[WORK TASK] An exact copy of every entry is the required answer.

[PROVIDED ENTRIES]

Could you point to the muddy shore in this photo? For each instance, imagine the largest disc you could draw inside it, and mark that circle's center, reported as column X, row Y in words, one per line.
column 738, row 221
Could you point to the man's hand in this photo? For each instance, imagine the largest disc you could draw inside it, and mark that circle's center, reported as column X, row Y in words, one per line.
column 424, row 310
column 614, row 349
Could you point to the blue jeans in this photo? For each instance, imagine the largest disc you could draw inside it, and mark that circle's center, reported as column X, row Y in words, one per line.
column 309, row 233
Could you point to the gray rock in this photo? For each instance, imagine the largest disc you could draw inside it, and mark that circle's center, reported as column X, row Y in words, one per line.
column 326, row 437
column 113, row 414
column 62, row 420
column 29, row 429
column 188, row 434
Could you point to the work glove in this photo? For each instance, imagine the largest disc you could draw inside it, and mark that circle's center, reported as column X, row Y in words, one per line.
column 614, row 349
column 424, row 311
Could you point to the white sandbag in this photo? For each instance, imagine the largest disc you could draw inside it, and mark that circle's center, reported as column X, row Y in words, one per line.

[RESULT FOR THIS TASK]
Could you point to the muddy shore in this photo? For each instance, imagine the largest disc you could draw inside it, and mark that circle's center, reported as column X, row Y in words, one per line.
column 738, row 221
Could you point to the man's hand in this photo? For each instance, imagine the largest disc you could draw inside it, and mark that circle's center, reported as column X, row Y in words, one per line.
column 424, row 310
column 614, row 349
Could you point to the blue jeans in this photo? For each instance, imagine the largest disc you could draw inside it, and mark that circle's center, reported as column X, row Y in words, one per line.
column 309, row 233
Could you point to the gray rock in this photo? For each instance, imagine the largest disc you could draw inside it, and mark that circle's center, reported as column X, row Y in words, one per line.
column 326, row 437
column 113, row 414
column 62, row 420
column 29, row 429
column 188, row 434
Could you point to the work glove in this photo? For each instance, imagine the largest disc you could draw inside it, and mark that circle's center, reported as column X, row Y in words, one per line.
column 614, row 349
column 424, row 311
Could you point to the white sandbag in this photo? For each instance, imagine the largest disc you could draw inside it, and mark that circle's center, reported as column X, row Y in words, one per line.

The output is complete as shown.